**RECORDS SHOWN:**
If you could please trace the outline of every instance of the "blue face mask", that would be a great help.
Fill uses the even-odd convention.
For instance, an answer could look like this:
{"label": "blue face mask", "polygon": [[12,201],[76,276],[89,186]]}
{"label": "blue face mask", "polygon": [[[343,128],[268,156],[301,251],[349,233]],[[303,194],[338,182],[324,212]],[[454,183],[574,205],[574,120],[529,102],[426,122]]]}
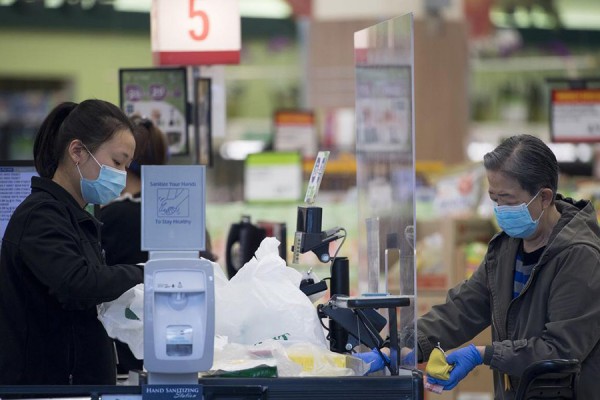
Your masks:
{"label": "blue face mask", "polygon": [[[87,150],[87,149],[86,149]],[[79,165],[77,170],[81,176],[81,196],[86,203],[105,205],[119,197],[125,188],[127,173],[108,165],[100,164],[96,157],[88,151],[90,156],[100,165],[100,174],[96,179],[85,179],[81,175]]]}
{"label": "blue face mask", "polygon": [[[540,194],[540,192],[537,192],[537,194],[533,196],[533,199],[535,199],[538,194]],[[498,221],[498,225],[500,225],[500,228],[506,232],[508,236],[524,239],[533,235],[538,227],[540,218],[542,218],[542,214],[544,214],[544,210],[542,210],[540,218],[535,221],[531,218],[527,206],[531,204],[533,199],[527,204],[522,203],[518,206],[494,206],[496,221]]]}

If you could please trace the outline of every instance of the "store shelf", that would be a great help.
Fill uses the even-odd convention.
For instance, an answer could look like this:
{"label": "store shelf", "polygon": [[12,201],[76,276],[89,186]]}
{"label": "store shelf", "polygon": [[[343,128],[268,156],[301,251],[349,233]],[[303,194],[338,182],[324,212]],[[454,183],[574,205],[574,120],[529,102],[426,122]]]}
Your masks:
{"label": "store shelf", "polygon": [[597,68],[598,62],[591,55],[582,56],[529,56],[491,59],[473,59],[471,68],[474,72],[526,72],[526,71],[561,71],[573,69]]}

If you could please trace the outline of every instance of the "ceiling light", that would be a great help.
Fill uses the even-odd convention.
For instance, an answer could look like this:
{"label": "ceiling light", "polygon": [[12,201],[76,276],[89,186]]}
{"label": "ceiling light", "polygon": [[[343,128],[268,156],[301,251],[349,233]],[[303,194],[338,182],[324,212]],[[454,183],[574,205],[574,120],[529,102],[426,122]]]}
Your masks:
{"label": "ceiling light", "polygon": [[65,0],[44,0],[44,7],[46,8],[58,8],[65,3]]}
{"label": "ceiling light", "polygon": [[125,12],[150,12],[152,0],[115,0],[114,8]]}
{"label": "ceiling light", "polygon": [[[117,11],[150,12],[152,0],[114,0],[113,4]],[[285,0],[239,0],[239,5],[241,17],[285,19],[292,15]]]}
{"label": "ceiling light", "polygon": [[483,156],[494,150],[496,146],[492,143],[471,142],[467,146],[467,156],[469,160],[479,162],[483,160]]}
{"label": "ceiling light", "polygon": [[225,160],[245,160],[248,154],[260,153],[265,147],[261,140],[232,140],[221,145],[219,154]]}
{"label": "ceiling light", "polygon": [[248,18],[285,19],[292,8],[284,0],[240,0],[240,15]]}

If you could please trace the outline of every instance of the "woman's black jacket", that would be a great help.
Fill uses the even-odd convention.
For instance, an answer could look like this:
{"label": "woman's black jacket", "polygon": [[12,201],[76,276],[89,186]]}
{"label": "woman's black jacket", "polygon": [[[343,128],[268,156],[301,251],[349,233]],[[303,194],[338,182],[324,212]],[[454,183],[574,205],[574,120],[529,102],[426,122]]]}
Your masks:
{"label": "woman's black jacket", "polygon": [[115,384],[96,306],[143,282],[104,262],[100,223],[50,179],[13,213],[0,251],[0,384]]}

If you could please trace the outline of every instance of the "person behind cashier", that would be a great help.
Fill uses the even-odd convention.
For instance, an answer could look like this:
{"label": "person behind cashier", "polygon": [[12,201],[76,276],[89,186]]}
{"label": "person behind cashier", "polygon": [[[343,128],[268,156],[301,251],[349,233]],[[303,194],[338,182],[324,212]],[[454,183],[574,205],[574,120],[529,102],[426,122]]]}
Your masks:
{"label": "person behind cashier", "polygon": [[132,130],[118,107],[86,100],[59,104],[37,132],[39,177],[0,252],[0,384],[116,383],[96,306],[143,282],[143,269],[105,263],[100,223],[84,207],[123,190]]}
{"label": "person behind cashier", "polygon": [[[540,139],[513,136],[484,156],[502,231],[472,277],[417,322],[419,361],[491,325],[492,343],[449,352],[453,389],[476,366],[493,370],[495,399],[513,399],[520,376],[545,359],[581,361],[578,395],[600,394],[600,239],[589,201],[557,194],[558,163]],[[369,353],[363,353],[365,355]],[[414,356],[414,353],[409,353]],[[374,368],[374,367],[372,367]],[[375,367],[378,368],[378,367]]]}
{"label": "person behind cashier", "polygon": [[[164,133],[149,119],[134,116],[131,121],[136,146],[133,161],[127,167],[125,189],[121,196],[104,206],[100,212],[102,247],[106,251],[108,264],[137,264],[148,260],[148,252],[141,250],[141,167],[164,165],[168,161]],[[206,251],[201,251],[200,255],[214,261],[216,256],[211,250],[210,237],[206,232]],[[119,374],[143,368],[143,361],[136,359],[125,343],[115,340],[115,345]]]}

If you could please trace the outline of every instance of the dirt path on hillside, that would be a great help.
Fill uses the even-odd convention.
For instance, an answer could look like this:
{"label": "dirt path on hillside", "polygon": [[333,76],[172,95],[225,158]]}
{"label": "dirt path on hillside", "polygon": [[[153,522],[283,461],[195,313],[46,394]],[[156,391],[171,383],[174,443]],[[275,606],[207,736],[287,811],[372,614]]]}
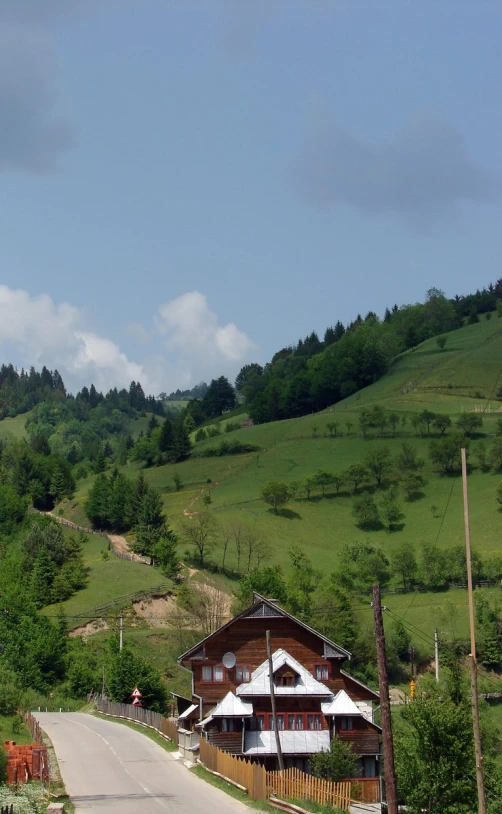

**REQUIRED WORK:**
Print out the complete listing above exactly, dropping each image.

**SOLUTION TO THE EXERCISE:**
If you could please trace the outline of every instance of the "blue face mask", that would be a great help.
Fill uses the even-odd convention.
For instance, an answer could look like this:
{"label": "blue face mask", "polygon": [[12,201],[76,276],[89,186]]}
{"label": "blue face mask", "polygon": [[[343,128],[268,156],[301,251],[349,233]],[[303,194],[338,182],[324,212]],[[454,183],[574,205],[574,120],[529,102],[426,122]]]}
Your masks:
{"label": "blue face mask", "polygon": [[[87,150],[87,149],[86,149]],[[79,165],[77,170],[81,176],[81,196],[86,203],[105,205],[119,197],[125,188],[127,173],[108,165],[100,164],[96,157],[88,151],[90,156],[100,165],[100,174],[96,179],[85,179],[81,175]]]}
{"label": "blue face mask", "polygon": [[[540,194],[540,192],[537,192],[537,194],[533,196],[533,199],[535,199],[538,194]],[[498,221],[498,225],[500,225],[500,228],[506,232],[508,236],[524,239],[533,235],[538,227],[540,218],[542,218],[542,214],[544,214],[544,210],[542,210],[540,218],[535,221],[531,218],[527,206],[531,204],[533,199],[527,204],[522,203],[518,206],[494,206],[496,221]]]}

If you could please trace the outline of every instance of the "store shelf", that would be a great help.
Fill uses the even-odd convention.
For instance, an answer could look like this:
{"label": "store shelf", "polygon": [[12,201],[76,276],[89,186]]}
{"label": "store shelf", "polygon": [[[343,128],[268,156],[301,251],[349,233]],[[303,194],[338,182],[324,212]],[[454,183],[574,205],[574,120],[529,102],[426,122]]]}
Your masks:
{"label": "store shelf", "polygon": [[597,68],[598,62],[591,55],[582,56],[529,56],[491,59],[473,59],[471,68],[474,72],[526,72],[526,71],[561,71],[573,69]]}

If you could please trace the outline of every instance of the "ceiling light", that would be a great help.
Fill uses the even-odd convention.
For instance, an answer could look like this:
{"label": "ceiling light", "polygon": [[12,201],[76,276],[89,186]]}
{"label": "ceiling light", "polygon": [[[343,128],[268,156],[301,251],[349,233]],[[303,194],[338,182],[324,212]],[[454,183],[574,205],[574,120],[529,102],[426,122]]]}
Your masks:
{"label": "ceiling light", "polygon": [[65,0],[44,0],[44,7],[46,8],[58,8],[65,3]]}
{"label": "ceiling light", "polygon": [[125,12],[150,12],[152,0],[115,0],[114,8]]}
{"label": "ceiling light", "polygon": [[[117,11],[150,12],[152,0],[114,0],[113,4]],[[285,0],[239,0],[239,5],[241,17],[285,19],[292,15]]]}
{"label": "ceiling light", "polygon": [[483,156],[494,150],[496,146],[492,143],[471,142],[467,146],[467,156],[469,160],[479,162],[483,160]]}
{"label": "ceiling light", "polygon": [[225,160],[245,160],[248,154],[260,153],[265,147],[261,140],[232,140],[221,145],[219,154]]}
{"label": "ceiling light", "polygon": [[248,18],[285,19],[292,8],[284,0],[240,0],[240,15]]}

If you could please trace the outline of every instance of the "woman's black jacket", that would be a great help.
Fill uses the even-odd convention.
For instance, an answer could look like this:
{"label": "woman's black jacket", "polygon": [[12,201],[76,276],[89,186]]}
{"label": "woman's black jacket", "polygon": [[[343,128],[268,156],[301,251],[349,233]],[[303,194],[338,182],[324,212]],[[454,183],[574,205],[574,120],[529,102],[426,122]]]}
Your masks:
{"label": "woman's black jacket", "polygon": [[115,384],[96,306],[143,282],[104,262],[100,223],[50,179],[13,213],[0,251],[0,384]]}

If you could please trace the outline of every instance of the "person behind cashier", that would be a great help.
Fill uses the even-odd convention.
For instance, an answer could look like this:
{"label": "person behind cashier", "polygon": [[12,201],[76,276],[89,186]]}
{"label": "person behind cashier", "polygon": [[[343,128],[268,156],[301,251],[349,233]],[[303,194],[338,182],[324,212]],[[454,183],[574,205],[574,120],[529,102],[426,122]]]}
Your masks:
{"label": "person behind cashier", "polygon": [[132,130],[118,107],[86,100],[59,104],[37,132],[39,177],[0,252],[0,384],[116,383],[96,306],[143,282],[143,269],[105,263],[100,223],[84,207],[123,190]]}
{"label": "person behind cashier", "polygon": [[[540,139],[513,136],[484,156],[502,231],[472,277],[417,322],[419,361],[491,325],[492,343],[449,352],[453,389],[476,366],[493,370],[495,399],[513,399],[520,376],[545,359],[581,361],[578,395],[600,394],[600,239],[589,201],[557,194],[558,163]],[[369,353],[363,353],[365,355]],[[414,356],[414,353],[409,353]],[[374,368],[374,367],[372,367]],[[375,367],[378,368],[378,367]]]}
{"label": "person behind cashier", "polygon": [[[164,133],[149,119],[134,116],[131,121],[136,146],[133,161],[127,167],[125,189],[121,196],[104,206],[100,212],[102,247],[106,251],[108,264],[137,264],[148,260],[148,252],[141,250],[141,167],[164,165],[168,161]],[[206,251],[201,251],[200,255],[214,261],[216,256],[211,250],[210,237],[206,232]],[[119,374],[143,368],[143,361],[136,359],[125,343],[115,340],[115,345]]]}

If you could please trace the outline of every instance of the dirt path on hillside, that would be a great help.
Fill uses the even-odd convention.
For instance, an answer could look like this:
{"label": "dirt path on hillside", "polygon": [[333,76],[172,95],[225,158]]}
{"label": "dirt path on hillside", "polygon": [[[153,522],[283,461],[195,313],[46,394]],[[156,391],[171,383],[174,443]],[[275,606],[207,736],[287,811],[372,614]]]}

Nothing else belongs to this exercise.